→ O que fazer
Por favor, responda: segundo o texto sobre o Dia Mundial do Rock, a data foi escolhida em homenagem a qual evento?
##### Texto para leitura
Hoje, sexta-feira 13, o Brasil comemora o Dia Mundial do Rock. Segundo a Wikipedia, eis o motivo: “A data celebra anualmente o rock e foi escolhida em homenagem ao Live Aid, megaevento que aconteceu nesse dia em 1985. A celebração é uma referência a um desejo expressado por Phil Collins, participante do evento, que gostaria que aquele fosse considerado o “dia mundial do rock”. O evento também ficou conhecido por contar com grandes artistas do gênero, como Queen, Mick Jagger, Keith Richards, Ronnie Wood, Elton John, Paul McCartney, David Bowie, U2 entre outros”.
Ainda que a maioria da lista seja considerada mais pop do que rock de fato, tudo bem: celebremos o rock & roll. E aproveito a ocasião para uma breve digressão sobre a ligação entre o rock e a liberdade. Em Esquerda Caviar, dediquei algumas linhas à reflexão da influência do rock na cultura, especialmente nos jovens:
Também não pretendo falar desse ímpeto juvenil na busca pelas “verdades absolutas” em um tom totalmente negativo. Acredito que os questionamentos ousados, os desafios às tradições estabelecidas e até esse espírito revolucionário possuem suas vantagens. Diria mais: podem ser fundamentais para o contínuo progresso da civilização.
O movimento de Maio de 68, ícone da juventude por excelência (“não confie em ninguém com mais de trinta anos”), merece inúmeras criticas, e seu saldo é claramente negativo, origem de muitos problemas sociais existentes hoje, entre os quais o relativismo moral, o consumo desenfreado de drogas e o afrouxamento dos limites que educam e servem até para a “castração” do sujeito, crucial ao desenvolvimento de sua singularidade.
##########
##### Informações exibidas
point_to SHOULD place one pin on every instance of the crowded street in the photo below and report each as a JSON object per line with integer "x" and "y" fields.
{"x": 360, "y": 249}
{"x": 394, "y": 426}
##########
→ Solução do exercício
Em homenagem ao Live Aid, megaevento que aconteceu nesse dia em 1985.